** Opening SUPPLIED PASSAGE block **

Abstract
Immunoglobulin type gamma 4 (IgG4)-related disease is a relatively newly described clinical entity characterized by a distinctive histopathological appearance, increased numbers of IgG4 positive plasma cells and often, but not always, elevated serum IgG4 concentrations. The most common renal manifestation of IgG4-related disease is tubulointerstitial nephritis marked with proteinuria, hematuria, decreased kidney function, hypocomplementemia, and radiologic abnormalities. Renal biopsy characteristics include dense lymphoplasmacytic tubulointerstitial nephritis that stains for IgG4, storiform fibrosis, and immune complex deposition in the interstitium and along tubule basement membranes. Treatment traditionally consists of prolonged glucocorticoids but cases refractory to glucocorticoids have been reported.
We report a case of a 58-year-old Caucasian man who presented with fatigue, 50 pound weight loss, dyspnea, lymphadenopathy, and nephromegaly. The patient was first misdiagnosed as chronic interstitial nephritis secondary to renal sarcoid and was treated with repeated doses of prednisone. On his third relapse, he underwent a repeat renal biopsy and a diagnosis of IgG4-tubulointerstitial nephritis was confirmed. He was refractory to treatment with prednisone. The patient received Rituximab and had prompt sustained improvement in renal function. At 1 year post Rituximab treatment, his serum creatinine remains at baseline and imaging study revealed reduction in his kidney size.
This is the first case report using Rituximab as a steroid sparing option for refractory IgG4-tubulointerstitial nephritis. More information is needed on the long-term effects of using of B-cell depleting agents for glucocorticoid resistant IgG4-tubulointerstitial nephritis.

** Closing SUPPLIED PASSAGE block **

PROBLEM STATEMENT:
Reproduce word for word everything in the abstract from "This is the" down to "resistant IgG4-tubulointerstitial nephritis.".

** Opening DATA block **

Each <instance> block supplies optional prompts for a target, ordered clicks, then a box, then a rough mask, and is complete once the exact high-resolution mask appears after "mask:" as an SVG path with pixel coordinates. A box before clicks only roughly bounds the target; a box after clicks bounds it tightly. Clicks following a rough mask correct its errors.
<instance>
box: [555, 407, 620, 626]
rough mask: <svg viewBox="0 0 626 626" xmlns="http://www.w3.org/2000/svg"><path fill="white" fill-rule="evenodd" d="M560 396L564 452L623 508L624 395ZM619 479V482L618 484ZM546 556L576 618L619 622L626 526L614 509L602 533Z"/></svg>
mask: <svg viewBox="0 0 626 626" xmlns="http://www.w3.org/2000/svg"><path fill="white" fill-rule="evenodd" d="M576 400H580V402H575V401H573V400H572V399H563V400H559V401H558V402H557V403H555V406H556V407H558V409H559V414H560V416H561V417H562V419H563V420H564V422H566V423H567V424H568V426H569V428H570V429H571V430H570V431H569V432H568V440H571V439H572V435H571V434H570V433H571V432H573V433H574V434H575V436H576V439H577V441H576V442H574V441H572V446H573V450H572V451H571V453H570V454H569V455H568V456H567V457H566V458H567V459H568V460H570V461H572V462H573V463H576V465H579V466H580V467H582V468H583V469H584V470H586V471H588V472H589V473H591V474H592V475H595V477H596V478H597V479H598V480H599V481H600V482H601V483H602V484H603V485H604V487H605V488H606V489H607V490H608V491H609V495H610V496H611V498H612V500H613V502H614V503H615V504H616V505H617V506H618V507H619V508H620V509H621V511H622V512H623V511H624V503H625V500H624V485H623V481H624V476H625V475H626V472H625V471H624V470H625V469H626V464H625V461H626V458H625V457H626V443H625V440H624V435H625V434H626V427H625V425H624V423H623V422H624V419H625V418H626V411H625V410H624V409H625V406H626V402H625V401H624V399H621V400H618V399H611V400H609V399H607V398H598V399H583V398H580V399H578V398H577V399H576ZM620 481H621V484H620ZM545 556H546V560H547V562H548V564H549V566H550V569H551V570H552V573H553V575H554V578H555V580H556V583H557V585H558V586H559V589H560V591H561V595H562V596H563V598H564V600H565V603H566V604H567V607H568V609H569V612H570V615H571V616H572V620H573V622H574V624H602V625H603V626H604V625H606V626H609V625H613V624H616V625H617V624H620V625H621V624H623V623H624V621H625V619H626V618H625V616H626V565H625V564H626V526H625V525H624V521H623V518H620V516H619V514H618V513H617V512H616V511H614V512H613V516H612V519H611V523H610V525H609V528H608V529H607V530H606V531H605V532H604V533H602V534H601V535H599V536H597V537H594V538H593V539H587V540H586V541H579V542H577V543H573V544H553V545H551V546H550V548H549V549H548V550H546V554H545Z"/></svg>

** Closing DATA block **

RESPONSE TO THE EXERCISE:
This is the first case report using Rituximab as a steroid sparing option for refractory IgG4-tubulointerstitial nephritis. More information is needed on the long-term effects of using of B-cell depleting agents for glucocorticoid resistant IgG4-tubulointerstitial nephritis.